## WHAT IS EXPECTED:
Copy the stretch of records from the line that contains "the green foliage" through the line that contains "[[313, 98], [313, 254]]", requests included. Increase every coordinate in the answer points by 108, and leave the requests and their sample coordinates unchanged.

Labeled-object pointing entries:
-------

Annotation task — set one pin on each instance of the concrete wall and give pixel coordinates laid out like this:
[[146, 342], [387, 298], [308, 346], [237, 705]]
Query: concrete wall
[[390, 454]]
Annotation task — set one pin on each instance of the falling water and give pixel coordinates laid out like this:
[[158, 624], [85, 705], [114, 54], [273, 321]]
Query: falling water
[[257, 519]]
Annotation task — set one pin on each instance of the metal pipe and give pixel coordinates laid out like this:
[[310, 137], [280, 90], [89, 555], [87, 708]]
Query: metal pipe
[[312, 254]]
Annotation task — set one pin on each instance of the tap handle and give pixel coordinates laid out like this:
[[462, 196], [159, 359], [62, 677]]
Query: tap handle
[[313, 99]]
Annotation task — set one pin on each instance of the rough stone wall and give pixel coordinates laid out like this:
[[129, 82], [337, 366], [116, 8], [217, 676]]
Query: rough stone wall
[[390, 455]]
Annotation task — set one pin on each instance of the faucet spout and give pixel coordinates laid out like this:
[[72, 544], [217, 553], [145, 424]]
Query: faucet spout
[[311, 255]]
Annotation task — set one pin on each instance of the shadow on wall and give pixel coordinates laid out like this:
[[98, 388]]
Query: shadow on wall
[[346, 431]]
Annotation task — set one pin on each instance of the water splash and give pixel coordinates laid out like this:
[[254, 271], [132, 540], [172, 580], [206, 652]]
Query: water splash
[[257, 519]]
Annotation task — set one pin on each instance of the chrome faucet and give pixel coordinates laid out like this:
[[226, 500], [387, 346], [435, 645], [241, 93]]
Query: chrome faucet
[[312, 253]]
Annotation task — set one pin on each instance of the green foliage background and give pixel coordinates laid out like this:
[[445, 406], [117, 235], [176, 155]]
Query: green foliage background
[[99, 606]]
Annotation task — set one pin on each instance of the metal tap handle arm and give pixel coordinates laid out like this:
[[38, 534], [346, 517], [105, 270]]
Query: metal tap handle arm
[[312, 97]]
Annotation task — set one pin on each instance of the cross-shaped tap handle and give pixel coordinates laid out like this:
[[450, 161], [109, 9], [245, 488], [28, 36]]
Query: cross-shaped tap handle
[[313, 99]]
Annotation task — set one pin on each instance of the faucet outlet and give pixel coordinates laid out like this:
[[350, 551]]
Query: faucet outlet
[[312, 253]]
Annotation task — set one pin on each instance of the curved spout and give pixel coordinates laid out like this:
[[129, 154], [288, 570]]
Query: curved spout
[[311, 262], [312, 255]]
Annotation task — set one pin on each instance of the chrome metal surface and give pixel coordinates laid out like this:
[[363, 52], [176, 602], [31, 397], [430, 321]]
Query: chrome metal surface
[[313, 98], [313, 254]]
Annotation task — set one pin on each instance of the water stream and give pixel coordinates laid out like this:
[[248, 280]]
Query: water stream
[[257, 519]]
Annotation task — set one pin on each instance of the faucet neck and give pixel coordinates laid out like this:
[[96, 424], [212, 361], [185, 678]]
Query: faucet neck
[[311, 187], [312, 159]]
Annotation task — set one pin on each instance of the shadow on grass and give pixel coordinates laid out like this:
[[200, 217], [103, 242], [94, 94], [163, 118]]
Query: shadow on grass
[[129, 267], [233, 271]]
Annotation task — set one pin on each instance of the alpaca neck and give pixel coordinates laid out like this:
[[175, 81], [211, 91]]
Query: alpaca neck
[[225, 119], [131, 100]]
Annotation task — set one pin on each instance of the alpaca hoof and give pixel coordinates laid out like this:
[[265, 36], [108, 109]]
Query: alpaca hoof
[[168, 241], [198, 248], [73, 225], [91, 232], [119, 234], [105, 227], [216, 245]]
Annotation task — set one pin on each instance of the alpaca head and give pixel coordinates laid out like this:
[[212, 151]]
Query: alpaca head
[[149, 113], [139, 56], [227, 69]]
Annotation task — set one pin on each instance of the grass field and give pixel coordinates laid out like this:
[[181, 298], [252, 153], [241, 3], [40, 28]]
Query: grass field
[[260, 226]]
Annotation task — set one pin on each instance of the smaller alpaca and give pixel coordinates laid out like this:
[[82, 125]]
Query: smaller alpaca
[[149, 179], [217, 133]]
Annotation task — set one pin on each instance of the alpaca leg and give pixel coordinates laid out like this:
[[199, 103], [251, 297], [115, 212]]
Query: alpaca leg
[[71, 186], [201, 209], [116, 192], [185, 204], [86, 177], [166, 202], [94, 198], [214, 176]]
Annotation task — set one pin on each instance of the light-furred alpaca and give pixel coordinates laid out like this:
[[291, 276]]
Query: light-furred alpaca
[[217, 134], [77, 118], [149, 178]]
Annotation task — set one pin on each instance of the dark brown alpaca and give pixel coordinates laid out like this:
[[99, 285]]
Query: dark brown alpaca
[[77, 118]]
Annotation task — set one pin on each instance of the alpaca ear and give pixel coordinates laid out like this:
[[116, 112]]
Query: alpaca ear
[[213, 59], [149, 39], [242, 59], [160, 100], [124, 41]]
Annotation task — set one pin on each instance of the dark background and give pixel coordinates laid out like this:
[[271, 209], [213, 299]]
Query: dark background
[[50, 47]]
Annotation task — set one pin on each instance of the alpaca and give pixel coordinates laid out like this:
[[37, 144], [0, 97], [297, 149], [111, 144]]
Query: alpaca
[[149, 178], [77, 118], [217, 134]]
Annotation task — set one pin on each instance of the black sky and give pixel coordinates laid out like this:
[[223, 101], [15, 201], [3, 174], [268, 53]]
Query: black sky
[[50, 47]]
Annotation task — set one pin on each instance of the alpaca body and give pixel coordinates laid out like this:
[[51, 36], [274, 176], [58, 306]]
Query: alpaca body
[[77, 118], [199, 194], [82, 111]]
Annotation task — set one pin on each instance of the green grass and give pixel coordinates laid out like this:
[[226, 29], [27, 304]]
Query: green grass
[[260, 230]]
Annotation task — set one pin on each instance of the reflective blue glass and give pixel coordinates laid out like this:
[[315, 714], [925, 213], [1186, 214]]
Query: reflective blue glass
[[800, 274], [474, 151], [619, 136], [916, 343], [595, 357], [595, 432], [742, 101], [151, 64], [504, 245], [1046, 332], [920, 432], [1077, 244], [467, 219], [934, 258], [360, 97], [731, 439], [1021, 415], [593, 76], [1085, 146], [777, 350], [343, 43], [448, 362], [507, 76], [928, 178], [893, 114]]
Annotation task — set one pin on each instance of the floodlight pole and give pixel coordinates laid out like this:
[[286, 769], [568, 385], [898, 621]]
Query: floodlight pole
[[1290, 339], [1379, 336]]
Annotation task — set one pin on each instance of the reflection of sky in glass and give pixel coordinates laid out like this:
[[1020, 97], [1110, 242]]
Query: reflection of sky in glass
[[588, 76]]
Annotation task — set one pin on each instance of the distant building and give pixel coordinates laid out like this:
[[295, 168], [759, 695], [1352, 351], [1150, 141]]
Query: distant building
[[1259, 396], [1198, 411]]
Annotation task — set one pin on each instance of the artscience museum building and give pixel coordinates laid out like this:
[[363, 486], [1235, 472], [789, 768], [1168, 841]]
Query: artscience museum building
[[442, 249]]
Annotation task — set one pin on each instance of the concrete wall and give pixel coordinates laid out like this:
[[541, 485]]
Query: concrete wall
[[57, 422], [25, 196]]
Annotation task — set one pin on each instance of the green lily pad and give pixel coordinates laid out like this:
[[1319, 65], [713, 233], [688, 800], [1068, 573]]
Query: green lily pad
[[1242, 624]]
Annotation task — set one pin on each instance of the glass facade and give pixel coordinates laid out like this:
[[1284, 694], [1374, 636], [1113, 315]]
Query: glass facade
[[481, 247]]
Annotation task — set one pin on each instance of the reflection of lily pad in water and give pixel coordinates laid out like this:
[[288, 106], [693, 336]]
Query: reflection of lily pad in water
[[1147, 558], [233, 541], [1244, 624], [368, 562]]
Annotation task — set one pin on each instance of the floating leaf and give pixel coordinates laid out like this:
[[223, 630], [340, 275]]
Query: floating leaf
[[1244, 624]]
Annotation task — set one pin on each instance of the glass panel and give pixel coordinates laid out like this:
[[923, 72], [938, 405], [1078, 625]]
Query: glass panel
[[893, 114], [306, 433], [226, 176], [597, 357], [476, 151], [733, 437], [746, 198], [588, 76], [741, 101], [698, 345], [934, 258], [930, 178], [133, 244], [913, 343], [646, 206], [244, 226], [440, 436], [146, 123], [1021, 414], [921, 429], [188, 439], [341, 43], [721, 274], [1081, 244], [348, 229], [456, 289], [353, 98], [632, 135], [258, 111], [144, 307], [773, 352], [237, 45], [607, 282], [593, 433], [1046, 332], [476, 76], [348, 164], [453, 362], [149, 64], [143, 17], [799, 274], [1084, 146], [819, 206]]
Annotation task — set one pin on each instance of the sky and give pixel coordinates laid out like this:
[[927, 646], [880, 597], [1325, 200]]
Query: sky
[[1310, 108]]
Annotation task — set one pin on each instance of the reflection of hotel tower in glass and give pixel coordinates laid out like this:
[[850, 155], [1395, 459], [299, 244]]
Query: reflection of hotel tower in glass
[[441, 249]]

-------

## TASK SOLUTION:
Annotation task — set one pin on each instance of the green foliage background and give pixel coordinates laid out like this:
[[445, 406], [117, 235], [176, 155]]
Query: green foliage background
[[207, 714]]
Annotation task — set one pin on each instance of the metal tap handle arm and give pixel coordinates laid out like this:
[[38, 534], [346, 517], [105, 270]]
Query: metal tap handle arm
[[420, 205]]
Annotation task — set one pin on each instance of the cross-shaped tap handle and give pixel coordinates laid out like this:
[[450, 161], [109, 9], [245, 488], [28, 36]]
Query: cross-shaped tap handle
[[421, 207]]
Annotation task — set one pin on each instance of the faucet outlet and give pixel coordinates laid out like this:
[[350, 551]]
Query: faucet outlet
[[420, 361]]
Annotation task — set one pin on each instance of the curved spout and give pixel coordinates laid out like this:
[[129, 154], [288, 570]]
Query: curved spout
[[419, 370], [420, 363]]
Annotation task — set one pin on each instance of the chrome metal surface and give pixel coordinates laid out like this:
[[363, 52], [176, 602], [31, 397], [430, 321]]
Query: chrome metal surface
[[421, 206], [421, 362]]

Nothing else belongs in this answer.